Request
Retype the listing that follows, word for word.

[Records excerpted from a collection]

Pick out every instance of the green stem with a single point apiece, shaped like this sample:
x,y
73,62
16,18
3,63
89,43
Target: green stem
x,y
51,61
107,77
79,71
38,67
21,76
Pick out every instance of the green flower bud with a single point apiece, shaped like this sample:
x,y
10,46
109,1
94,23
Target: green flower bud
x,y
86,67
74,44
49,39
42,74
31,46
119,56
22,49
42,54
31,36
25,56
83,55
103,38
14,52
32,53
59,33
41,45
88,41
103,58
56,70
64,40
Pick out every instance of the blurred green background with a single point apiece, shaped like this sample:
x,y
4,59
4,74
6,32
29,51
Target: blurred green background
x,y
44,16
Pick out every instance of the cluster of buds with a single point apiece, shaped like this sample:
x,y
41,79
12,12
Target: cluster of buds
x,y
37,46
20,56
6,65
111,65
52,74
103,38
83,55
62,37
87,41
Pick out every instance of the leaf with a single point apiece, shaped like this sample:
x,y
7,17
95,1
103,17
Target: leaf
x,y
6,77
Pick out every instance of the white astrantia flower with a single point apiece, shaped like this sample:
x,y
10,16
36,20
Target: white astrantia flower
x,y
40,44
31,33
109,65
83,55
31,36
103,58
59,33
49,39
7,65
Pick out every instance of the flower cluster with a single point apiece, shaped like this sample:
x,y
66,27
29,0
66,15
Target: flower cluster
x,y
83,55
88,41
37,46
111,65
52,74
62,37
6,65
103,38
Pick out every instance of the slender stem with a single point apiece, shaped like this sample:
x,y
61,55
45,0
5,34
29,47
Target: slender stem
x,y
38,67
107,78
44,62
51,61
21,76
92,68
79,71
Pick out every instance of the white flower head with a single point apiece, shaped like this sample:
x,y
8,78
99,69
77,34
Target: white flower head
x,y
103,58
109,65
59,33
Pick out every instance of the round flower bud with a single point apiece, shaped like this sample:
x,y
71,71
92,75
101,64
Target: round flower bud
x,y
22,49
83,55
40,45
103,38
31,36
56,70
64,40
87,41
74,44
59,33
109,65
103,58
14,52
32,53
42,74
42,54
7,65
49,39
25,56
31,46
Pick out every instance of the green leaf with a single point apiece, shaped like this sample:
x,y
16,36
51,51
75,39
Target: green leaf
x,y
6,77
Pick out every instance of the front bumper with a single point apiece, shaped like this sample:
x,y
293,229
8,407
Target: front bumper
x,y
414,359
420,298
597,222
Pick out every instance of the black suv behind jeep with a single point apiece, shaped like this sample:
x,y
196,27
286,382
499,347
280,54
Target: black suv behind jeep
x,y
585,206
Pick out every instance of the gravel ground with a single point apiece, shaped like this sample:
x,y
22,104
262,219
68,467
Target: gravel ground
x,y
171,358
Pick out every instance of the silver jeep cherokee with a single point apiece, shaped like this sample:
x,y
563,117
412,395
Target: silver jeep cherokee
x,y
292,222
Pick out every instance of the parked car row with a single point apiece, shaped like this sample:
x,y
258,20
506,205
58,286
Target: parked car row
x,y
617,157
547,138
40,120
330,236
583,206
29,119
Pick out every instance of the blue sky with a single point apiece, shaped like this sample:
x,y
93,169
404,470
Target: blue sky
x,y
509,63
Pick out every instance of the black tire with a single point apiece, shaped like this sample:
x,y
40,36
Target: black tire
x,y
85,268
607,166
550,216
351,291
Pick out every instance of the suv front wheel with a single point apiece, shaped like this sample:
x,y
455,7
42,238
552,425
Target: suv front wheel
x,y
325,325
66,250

Task result
Pick out every instance of the green stem with a single point apiece, shaped like this sample:
x,y
73,62
16,18
3,63
89,43
Target: green stem
x,y
51,61
107,77
79,71
38,67
21,76
Pick out every instance of the green flower bud with a single point apiece, shaped like this sample:
x,y
10,46
109,1
94,23
Target: green flower bud
x,y
86,67
74,44
49,39
42,74
31,46
119,56
22,49
42,54
31,36
25,56
83,55
103,38
14,52
32,53
59,33
41,45
88,41
103,58
56,70
64,40
Pick out every instance of the blurred green background with a single point apiece, shaped like this sample:
x,y
4,59
4,74
6,32
29,51
Target: blurred green background
x,y
44,16
Pick out every instance of the cluster of buds with a single point apiece, shaped like this sample:
x,y
41,79
12,12
Target: cluster of buds
x,y
37,46
20,56
6,65
111,65
52,74
103,38
83,55
62,37
87,41
Pick out every instance of the leaf with a single point apiece, shaped like this sample:
x,y
7,17
95,1
103,17
Target: leaf
x,y
6,77
Pick out every instance of the white astrantia flower with a single point apiece, shaped like this sample:
x,y
10,16
36,20
Target: white astrantia flower
x,y
40,44
31,33
109,65
83,55
31,36
103,58
59,33
49,39
7,65
Pick out every instance of the flower cluster with a single point apiece, shaped like this sample:
x,y
66,27
29,0
66,15
Target: flower cluster
x,y
83,55
88,41
37,46
111,65
52,74
62,37
6,65
103,38
Pick out every instance of the slender stem with a single point apiece, shaped like this sample:
x,y
61,55
45,0
5,34
29,47
Target: slender stem
x,y
38,67
107,78
44,62
51,61
21,76
92,68
79,71
Pick out every instance of the white flower head with a single point apiece, shaped like this sample:
x,y
8,78
99,69
77,34
Target: white flower head
x,y
103,58
109,65
59,33
Pick out every instance of the round flower bud with a single point apiece, shaped like this sample:
x,y
71,71
92,75
101,64
Target: round flower bud
x,y
22,49
83,55
40,45
103,38
31,36
56,70
64,40
87,41
74,44
59,33
109,65
103,58
14,52
32,53
42,74
42,54
7,65
49,39
25,56
31,46
Pick out every instance of the green leaf with a single point apiece, shaped like this sample:
x,y
16,36
51,51
75,39
Target: green leaf
x,y
6,77
Pick out every instance of the front bumper with a single point apiece, shaped like this sample:
x,y
293,229
8,407
Target: front bumper
x,y
414,359
420,298
597,222
Pick out every instance of the black suv behind jeep with a single point apiece, shaped like this sample:
x,y
196,27
286,382
499,347
280,54
Target: black suv behind jeep
x,y
585,206
Pick out every instance of the gravel ground with a single point apiece, shaped like this sample:
x,y
22,104
262,219
68,467
Target: gravel ground
x,y
171,358
Pick out every instance of the silver jeep cherokee with a single point apiece, shaped like this sample:
x,y
563,117
412,395
Target: silver jeep cherokee
x,y
292,222
Pick out every instance of the parked car row with a single point apiece, shaped like this sample:
x,y
258,20
506,205
58,286
Target: parked car row
x,y
617,157
547,138
40,120
330,236
583,206
29,119
Pick out every instance of the blue sky with a single point apiece, shaped like this sample:
x,y
93,169
404,470
Target: blue sky
x,y
509,63
Pick out every instance of the black tire with a single point apiece, shaped like this sample:
x,y
40,36
Target: black tire
x,y
85,268
607,166
550,216
351,291
Pick out every instance of the suv front wheel with a single point apiece, shaped like this sample:
x,y
455,7
42,238
552,425
Target: suv front wheel
x,y
325,325
66,250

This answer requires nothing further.